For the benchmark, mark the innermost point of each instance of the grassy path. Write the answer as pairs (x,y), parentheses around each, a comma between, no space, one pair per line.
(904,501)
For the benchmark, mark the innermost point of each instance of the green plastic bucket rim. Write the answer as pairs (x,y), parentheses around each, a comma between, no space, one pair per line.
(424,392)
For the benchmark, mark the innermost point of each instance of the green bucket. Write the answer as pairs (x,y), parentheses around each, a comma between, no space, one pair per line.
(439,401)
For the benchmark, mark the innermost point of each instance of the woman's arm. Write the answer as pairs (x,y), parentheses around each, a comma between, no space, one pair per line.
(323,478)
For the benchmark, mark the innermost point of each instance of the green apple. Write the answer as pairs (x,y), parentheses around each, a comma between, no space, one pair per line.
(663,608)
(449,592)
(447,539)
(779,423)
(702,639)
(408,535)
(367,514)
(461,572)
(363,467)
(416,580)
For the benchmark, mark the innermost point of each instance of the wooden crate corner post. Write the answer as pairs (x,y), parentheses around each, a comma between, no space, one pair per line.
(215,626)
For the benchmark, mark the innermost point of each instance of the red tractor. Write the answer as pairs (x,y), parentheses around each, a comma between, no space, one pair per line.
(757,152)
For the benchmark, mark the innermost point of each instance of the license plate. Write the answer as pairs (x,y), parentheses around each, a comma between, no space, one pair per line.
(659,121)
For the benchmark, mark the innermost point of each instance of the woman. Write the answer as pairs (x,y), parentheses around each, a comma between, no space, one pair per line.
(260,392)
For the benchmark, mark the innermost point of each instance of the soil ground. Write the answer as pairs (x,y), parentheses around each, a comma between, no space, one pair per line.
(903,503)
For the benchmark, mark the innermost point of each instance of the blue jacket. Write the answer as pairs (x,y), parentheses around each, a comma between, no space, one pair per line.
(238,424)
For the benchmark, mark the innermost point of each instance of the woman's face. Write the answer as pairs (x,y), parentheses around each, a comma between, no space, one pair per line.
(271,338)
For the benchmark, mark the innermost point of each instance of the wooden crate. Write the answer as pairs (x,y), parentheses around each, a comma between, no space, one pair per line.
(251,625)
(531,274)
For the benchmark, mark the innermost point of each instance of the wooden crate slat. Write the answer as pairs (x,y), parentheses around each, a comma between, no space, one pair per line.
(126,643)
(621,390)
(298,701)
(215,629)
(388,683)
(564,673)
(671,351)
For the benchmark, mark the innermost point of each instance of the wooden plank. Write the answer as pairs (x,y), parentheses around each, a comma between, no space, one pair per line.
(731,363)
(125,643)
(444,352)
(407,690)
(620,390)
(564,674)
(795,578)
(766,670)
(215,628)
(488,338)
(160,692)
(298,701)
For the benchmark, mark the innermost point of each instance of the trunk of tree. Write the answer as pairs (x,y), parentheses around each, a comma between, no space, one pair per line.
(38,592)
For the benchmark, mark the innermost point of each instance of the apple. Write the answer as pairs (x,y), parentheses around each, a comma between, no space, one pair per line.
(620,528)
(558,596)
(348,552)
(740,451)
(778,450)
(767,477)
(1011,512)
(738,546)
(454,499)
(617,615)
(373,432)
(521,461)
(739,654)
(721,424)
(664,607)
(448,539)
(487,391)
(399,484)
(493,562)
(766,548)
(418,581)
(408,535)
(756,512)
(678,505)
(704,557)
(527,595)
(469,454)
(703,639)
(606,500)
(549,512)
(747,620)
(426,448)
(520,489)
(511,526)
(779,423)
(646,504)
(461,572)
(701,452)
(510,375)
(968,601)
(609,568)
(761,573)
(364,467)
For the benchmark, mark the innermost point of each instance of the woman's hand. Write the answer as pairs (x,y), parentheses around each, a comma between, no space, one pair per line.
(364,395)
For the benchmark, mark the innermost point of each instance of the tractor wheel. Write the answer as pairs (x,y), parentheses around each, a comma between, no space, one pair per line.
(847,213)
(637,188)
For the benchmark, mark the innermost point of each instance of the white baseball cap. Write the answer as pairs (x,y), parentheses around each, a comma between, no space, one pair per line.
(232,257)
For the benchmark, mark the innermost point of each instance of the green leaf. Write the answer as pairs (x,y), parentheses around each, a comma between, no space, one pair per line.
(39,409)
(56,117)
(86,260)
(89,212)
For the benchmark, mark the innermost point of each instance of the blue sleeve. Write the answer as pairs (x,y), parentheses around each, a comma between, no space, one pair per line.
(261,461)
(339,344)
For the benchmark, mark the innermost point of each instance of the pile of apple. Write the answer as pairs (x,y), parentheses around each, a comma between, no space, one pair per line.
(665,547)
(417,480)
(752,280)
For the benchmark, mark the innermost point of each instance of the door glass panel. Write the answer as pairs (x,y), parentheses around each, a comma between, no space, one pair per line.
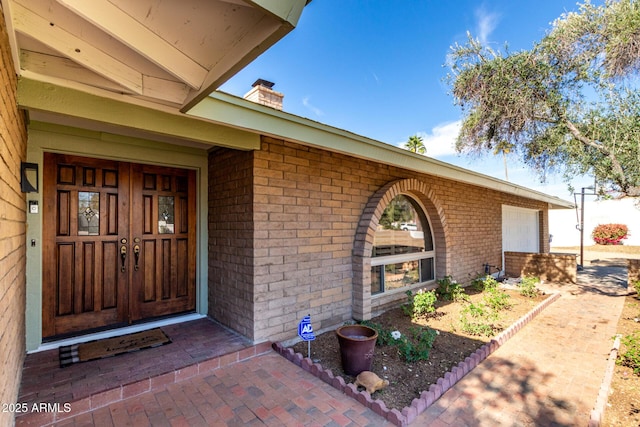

=-=-=-=-=

Instructions for the task: Pick out every line above that contains the word "crate".

Result:
For the benchmark, mark the innermost point of each instance of the wooden crate corner post. Write the answer as pairs (x,y), parentheses around each, a comma between, no space, one pair per line.
For the benchmark, mark the innermost point of each instance of the wooden crate. Write the answer as pairs (x,y), parentheses around each, a comma between, no space, one pair per line.
For the benchmark, mark the innermost point of each instance of the wooden crate slat. Write the answer as pairs (x,y), parentheses around each, a comma between, no space, one pair per line.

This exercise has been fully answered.